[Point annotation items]
>> Start

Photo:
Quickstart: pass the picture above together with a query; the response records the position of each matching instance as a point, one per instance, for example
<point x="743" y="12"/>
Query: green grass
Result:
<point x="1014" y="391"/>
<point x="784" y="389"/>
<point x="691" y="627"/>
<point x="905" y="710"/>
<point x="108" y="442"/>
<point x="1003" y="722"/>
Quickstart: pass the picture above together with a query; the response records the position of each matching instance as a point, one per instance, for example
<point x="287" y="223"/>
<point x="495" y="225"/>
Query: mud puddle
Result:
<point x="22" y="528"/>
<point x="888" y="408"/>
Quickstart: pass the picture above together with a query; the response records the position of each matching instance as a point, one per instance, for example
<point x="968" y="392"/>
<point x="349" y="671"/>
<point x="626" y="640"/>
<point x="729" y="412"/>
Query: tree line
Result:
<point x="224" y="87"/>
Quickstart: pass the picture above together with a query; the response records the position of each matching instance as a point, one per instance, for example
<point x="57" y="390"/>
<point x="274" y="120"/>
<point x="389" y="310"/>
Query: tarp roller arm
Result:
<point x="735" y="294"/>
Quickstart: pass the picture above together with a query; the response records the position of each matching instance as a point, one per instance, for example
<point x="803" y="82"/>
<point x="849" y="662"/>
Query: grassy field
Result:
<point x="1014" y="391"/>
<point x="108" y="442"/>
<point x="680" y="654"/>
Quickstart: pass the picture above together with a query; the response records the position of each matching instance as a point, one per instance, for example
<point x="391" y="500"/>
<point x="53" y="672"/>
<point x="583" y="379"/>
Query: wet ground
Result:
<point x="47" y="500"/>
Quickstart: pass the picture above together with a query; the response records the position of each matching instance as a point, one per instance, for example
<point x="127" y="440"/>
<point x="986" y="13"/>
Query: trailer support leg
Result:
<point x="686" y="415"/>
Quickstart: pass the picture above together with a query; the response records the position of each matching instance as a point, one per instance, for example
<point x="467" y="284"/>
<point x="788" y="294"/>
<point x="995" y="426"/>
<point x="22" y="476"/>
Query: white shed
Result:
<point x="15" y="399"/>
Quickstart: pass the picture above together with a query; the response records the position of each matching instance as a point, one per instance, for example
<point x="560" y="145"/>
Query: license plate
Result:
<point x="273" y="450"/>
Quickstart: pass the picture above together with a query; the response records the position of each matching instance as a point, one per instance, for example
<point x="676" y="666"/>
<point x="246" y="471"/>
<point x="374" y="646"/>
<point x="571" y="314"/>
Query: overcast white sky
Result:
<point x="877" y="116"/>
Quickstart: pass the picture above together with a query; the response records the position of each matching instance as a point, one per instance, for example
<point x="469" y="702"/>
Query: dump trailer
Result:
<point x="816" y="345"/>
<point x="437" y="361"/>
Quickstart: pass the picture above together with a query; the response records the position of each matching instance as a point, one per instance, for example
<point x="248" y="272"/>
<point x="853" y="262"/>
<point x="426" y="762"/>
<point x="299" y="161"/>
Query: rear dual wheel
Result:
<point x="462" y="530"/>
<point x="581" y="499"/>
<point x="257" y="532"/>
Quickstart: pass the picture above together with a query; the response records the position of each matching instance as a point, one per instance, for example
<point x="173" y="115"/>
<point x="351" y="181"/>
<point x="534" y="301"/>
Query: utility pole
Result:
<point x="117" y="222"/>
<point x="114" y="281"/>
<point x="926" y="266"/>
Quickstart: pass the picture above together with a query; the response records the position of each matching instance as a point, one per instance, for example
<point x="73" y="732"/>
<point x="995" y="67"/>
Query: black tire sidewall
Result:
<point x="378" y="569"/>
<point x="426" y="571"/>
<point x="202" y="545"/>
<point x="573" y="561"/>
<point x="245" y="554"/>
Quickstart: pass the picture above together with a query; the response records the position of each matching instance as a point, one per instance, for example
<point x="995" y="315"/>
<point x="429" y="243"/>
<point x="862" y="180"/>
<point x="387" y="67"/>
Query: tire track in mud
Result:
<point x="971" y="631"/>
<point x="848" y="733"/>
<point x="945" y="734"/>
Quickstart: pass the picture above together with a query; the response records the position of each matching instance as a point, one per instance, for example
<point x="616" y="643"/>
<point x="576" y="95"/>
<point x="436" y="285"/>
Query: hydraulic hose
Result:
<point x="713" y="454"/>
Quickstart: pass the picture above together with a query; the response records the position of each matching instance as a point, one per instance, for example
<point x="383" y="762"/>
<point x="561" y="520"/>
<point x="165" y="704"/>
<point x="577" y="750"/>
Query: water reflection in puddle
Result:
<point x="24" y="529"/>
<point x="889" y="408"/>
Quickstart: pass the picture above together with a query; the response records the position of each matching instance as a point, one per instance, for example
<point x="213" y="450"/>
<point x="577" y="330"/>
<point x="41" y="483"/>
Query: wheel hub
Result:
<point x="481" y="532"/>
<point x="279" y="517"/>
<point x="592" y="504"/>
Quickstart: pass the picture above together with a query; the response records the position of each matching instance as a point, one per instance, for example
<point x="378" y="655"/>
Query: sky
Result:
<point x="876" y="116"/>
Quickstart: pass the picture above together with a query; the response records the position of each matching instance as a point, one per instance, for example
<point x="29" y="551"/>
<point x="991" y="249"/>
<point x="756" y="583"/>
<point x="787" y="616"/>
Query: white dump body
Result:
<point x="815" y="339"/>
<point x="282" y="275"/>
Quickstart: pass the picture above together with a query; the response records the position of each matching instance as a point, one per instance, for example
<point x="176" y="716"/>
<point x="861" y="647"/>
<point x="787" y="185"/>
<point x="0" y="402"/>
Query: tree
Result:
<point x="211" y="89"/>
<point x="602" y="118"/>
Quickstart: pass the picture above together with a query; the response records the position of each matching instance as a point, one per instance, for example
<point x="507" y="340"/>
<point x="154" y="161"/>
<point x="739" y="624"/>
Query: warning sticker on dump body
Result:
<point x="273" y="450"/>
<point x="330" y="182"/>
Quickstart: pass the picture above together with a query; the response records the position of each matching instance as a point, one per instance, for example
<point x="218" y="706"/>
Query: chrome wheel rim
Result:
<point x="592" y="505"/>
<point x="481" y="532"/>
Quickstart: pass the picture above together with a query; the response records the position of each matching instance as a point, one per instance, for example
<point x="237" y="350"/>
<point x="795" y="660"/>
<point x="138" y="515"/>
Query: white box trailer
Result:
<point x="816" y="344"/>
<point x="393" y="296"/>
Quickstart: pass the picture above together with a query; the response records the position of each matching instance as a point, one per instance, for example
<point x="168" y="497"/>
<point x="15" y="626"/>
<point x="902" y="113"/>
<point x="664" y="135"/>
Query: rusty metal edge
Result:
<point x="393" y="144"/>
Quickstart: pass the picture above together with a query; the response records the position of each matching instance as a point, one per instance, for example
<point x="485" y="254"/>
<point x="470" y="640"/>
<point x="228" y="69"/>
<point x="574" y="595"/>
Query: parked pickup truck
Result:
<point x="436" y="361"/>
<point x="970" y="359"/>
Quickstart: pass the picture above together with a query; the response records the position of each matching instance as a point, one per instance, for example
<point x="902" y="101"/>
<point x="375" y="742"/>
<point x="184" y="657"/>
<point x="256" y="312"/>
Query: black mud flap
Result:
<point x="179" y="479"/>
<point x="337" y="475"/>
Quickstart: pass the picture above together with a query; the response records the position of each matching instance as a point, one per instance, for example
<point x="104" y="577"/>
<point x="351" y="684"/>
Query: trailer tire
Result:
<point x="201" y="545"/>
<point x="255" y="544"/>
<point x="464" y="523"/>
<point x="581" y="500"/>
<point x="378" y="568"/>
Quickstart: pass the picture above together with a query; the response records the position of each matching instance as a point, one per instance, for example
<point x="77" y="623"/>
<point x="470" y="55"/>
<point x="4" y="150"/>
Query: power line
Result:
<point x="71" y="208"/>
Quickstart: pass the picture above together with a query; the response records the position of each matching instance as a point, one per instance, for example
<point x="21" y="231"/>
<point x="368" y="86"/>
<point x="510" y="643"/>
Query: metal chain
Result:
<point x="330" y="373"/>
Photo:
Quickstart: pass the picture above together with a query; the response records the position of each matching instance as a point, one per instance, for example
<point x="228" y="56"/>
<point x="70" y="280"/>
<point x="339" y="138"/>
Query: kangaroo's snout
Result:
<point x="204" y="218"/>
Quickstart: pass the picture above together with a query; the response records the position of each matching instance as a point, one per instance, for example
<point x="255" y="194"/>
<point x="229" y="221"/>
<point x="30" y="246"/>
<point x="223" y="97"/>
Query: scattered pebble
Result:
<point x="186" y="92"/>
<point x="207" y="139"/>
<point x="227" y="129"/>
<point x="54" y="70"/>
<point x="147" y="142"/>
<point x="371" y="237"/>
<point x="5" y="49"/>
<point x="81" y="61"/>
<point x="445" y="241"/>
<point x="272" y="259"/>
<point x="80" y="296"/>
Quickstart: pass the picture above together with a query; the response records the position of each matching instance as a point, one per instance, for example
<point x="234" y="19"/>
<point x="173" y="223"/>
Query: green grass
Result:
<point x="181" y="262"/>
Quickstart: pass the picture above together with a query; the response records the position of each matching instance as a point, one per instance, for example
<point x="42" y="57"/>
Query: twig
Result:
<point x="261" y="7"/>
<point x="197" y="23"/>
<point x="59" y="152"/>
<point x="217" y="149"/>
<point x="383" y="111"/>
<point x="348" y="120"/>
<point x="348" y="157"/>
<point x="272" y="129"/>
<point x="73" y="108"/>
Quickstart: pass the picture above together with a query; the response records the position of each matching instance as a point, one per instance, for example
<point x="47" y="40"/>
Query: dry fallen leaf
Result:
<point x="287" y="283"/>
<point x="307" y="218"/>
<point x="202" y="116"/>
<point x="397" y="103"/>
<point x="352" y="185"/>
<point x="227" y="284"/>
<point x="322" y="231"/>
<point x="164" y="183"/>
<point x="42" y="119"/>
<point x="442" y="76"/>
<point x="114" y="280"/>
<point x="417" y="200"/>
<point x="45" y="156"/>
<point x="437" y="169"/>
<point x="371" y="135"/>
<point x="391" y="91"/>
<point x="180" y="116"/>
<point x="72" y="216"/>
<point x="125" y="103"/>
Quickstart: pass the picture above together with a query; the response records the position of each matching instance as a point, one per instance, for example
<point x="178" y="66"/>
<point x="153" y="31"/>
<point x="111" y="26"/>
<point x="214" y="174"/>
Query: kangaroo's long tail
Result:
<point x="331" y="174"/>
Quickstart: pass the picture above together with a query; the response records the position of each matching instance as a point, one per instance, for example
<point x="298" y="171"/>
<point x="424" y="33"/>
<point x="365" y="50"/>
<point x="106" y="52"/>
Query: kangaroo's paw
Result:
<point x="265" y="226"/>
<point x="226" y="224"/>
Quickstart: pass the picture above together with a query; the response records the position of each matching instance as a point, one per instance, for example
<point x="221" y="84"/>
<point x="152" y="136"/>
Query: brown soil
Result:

>> End

◆ **Directions for this task**: Which lines in the items above contain the word "white"? Return each of those lines in full.

◆ **The response**:
Query: white shed
Query: overcast white sky
Query: white dump body
Query: white box trailer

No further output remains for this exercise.